Copy out the lines below exactly as they appear, beginning at the line that contains "Find the stone column;" and stopping after the line that contains "[(800, 135), (177, 117), (487, 132)]".

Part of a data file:

>>>>>

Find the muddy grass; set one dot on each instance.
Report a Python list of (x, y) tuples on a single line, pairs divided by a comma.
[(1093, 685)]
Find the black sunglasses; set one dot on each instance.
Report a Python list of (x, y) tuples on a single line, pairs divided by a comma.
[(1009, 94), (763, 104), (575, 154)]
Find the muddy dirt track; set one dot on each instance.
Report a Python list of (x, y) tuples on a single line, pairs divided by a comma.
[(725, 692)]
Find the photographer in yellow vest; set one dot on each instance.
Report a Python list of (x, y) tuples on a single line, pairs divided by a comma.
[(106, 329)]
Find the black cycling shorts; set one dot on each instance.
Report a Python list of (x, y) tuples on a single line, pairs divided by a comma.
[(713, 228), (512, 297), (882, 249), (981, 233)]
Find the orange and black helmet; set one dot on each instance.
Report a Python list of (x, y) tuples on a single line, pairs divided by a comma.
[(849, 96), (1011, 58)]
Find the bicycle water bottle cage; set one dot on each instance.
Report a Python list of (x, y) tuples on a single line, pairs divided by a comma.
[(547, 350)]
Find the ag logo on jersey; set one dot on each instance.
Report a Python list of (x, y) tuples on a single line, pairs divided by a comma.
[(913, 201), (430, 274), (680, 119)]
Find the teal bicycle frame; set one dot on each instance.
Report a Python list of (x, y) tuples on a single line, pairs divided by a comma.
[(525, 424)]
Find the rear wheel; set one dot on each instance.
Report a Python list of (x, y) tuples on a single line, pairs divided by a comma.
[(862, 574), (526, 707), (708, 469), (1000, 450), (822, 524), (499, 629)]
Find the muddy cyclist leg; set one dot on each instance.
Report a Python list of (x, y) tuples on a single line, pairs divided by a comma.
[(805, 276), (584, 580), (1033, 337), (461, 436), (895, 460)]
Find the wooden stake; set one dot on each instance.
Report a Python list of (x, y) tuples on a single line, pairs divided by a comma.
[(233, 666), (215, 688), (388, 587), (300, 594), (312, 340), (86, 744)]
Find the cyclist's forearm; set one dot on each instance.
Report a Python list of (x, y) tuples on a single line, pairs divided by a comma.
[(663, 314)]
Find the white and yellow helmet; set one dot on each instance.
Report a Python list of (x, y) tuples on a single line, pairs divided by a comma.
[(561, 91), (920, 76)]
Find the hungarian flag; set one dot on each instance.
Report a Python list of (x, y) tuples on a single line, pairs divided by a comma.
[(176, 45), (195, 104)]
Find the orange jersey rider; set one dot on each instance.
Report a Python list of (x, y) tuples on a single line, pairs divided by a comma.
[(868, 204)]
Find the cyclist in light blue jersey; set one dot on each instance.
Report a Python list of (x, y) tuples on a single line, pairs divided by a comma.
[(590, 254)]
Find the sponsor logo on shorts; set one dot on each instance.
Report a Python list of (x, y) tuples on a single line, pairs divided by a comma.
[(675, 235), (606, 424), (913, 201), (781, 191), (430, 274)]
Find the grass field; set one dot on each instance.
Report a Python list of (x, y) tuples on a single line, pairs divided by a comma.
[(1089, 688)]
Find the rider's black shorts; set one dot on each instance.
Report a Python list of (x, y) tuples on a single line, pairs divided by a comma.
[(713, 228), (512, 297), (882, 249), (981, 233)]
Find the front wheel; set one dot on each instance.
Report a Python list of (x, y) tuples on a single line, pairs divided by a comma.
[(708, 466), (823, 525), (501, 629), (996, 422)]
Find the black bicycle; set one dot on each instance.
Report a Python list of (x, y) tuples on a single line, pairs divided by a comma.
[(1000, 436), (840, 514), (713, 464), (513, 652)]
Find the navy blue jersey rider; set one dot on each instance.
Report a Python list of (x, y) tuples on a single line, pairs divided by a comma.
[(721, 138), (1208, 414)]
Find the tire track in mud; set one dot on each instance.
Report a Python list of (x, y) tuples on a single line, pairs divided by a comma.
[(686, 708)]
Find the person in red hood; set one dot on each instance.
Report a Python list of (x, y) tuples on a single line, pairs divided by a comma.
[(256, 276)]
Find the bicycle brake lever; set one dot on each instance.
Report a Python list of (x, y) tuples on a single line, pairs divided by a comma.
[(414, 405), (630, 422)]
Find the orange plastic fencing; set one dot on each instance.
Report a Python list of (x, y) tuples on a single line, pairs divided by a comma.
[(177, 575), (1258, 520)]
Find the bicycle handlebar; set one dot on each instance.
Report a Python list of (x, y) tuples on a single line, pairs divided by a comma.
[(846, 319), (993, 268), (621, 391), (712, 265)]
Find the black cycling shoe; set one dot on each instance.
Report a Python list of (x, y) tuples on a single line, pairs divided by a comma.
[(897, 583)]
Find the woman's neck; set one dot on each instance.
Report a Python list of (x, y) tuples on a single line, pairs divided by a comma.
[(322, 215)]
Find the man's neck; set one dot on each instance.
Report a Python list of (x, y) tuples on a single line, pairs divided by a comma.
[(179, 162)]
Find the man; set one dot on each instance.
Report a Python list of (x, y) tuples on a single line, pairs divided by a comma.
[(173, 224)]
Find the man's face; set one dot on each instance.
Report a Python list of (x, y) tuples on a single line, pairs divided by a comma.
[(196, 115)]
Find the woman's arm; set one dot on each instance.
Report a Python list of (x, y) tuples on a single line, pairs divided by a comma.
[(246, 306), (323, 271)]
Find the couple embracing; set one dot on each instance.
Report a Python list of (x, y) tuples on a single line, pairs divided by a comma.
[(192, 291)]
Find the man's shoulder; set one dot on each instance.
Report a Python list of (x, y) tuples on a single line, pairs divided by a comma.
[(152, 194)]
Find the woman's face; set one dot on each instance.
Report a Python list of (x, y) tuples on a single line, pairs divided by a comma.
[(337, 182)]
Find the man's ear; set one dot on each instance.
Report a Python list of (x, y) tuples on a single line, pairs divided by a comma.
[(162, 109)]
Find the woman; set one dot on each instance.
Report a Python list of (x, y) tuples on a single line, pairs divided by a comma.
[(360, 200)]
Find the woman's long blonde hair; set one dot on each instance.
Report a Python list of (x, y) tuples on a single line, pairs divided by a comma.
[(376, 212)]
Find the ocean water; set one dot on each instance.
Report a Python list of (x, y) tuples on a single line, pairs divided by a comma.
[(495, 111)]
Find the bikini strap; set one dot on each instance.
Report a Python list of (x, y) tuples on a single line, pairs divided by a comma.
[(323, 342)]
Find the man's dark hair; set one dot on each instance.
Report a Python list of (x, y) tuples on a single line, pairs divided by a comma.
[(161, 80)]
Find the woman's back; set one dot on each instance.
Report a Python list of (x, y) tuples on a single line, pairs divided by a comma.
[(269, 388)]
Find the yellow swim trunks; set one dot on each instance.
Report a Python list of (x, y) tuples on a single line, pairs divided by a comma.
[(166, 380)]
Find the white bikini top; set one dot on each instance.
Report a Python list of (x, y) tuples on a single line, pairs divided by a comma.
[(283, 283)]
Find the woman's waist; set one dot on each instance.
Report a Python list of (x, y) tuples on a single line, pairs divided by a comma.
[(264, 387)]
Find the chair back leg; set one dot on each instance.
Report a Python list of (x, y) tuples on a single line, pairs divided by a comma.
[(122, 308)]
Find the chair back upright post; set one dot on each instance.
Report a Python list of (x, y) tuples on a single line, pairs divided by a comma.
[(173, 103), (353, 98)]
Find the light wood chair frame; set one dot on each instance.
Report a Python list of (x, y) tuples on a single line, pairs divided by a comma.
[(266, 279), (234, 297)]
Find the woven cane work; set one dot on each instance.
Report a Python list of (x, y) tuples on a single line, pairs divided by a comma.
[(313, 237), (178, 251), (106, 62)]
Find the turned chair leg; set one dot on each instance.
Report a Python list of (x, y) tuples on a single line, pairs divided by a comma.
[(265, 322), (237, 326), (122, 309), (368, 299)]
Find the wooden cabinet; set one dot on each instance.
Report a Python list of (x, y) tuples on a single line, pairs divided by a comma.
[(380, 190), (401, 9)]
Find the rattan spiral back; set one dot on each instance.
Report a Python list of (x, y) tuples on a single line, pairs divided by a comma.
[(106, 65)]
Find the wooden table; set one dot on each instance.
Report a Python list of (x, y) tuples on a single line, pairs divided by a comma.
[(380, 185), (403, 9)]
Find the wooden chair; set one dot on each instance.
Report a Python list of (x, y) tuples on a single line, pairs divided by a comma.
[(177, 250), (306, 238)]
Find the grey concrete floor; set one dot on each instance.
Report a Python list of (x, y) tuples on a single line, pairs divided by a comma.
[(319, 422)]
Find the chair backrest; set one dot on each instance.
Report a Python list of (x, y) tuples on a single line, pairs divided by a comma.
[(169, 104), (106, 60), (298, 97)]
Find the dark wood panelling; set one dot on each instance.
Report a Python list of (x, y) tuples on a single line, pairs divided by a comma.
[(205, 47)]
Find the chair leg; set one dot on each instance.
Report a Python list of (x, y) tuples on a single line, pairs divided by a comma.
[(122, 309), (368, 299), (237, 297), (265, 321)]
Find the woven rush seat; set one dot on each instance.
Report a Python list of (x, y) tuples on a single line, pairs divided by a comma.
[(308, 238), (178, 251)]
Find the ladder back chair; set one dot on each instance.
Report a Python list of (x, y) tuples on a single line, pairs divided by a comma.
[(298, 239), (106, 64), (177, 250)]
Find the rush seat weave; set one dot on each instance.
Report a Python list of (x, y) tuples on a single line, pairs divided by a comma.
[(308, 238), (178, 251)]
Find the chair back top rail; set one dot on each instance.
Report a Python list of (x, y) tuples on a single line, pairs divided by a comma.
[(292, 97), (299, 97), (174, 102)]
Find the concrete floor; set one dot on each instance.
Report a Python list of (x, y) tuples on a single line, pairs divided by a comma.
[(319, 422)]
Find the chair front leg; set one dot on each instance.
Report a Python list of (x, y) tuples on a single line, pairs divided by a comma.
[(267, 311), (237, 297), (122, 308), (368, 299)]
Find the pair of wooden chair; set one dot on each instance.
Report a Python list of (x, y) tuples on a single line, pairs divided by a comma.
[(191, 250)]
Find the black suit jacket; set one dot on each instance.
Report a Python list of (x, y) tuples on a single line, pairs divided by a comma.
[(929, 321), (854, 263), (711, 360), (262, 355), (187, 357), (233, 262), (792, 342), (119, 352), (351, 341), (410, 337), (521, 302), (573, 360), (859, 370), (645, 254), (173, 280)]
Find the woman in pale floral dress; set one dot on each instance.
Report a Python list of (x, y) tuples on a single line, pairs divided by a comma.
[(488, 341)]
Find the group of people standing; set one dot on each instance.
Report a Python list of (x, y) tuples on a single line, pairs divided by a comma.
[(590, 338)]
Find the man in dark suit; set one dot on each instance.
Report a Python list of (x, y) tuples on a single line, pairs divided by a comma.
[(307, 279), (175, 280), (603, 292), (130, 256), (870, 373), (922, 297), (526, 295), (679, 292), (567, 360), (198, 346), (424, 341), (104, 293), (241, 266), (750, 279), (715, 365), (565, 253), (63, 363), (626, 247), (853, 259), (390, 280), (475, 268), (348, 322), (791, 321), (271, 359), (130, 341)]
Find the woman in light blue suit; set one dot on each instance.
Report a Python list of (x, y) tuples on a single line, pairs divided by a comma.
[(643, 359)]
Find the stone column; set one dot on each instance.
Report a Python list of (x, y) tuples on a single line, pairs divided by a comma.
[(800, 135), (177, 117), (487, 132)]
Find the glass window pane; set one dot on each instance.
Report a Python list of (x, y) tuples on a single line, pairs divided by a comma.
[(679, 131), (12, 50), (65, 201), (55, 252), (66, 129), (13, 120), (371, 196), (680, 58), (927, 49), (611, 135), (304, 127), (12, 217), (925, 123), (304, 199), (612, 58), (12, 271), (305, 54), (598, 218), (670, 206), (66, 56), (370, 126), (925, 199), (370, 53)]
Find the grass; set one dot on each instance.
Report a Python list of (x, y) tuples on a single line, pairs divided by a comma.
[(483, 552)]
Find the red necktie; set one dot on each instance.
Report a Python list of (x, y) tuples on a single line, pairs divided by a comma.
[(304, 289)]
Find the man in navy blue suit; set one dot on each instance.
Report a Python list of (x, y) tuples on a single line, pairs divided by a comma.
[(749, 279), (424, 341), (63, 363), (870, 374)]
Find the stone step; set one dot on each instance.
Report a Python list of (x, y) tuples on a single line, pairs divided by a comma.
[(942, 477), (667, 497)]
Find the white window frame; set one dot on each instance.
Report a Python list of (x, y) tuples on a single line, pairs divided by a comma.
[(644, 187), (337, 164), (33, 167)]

<<<<<

◆ SOLUTION FOR THIS EXERCISE
Find the stone column; set one dot on each instance.
Report a Python list of (x, y) tuples on a single line, pairs divided by a comma.
[(800, 135), (177, 117), (487, 132)]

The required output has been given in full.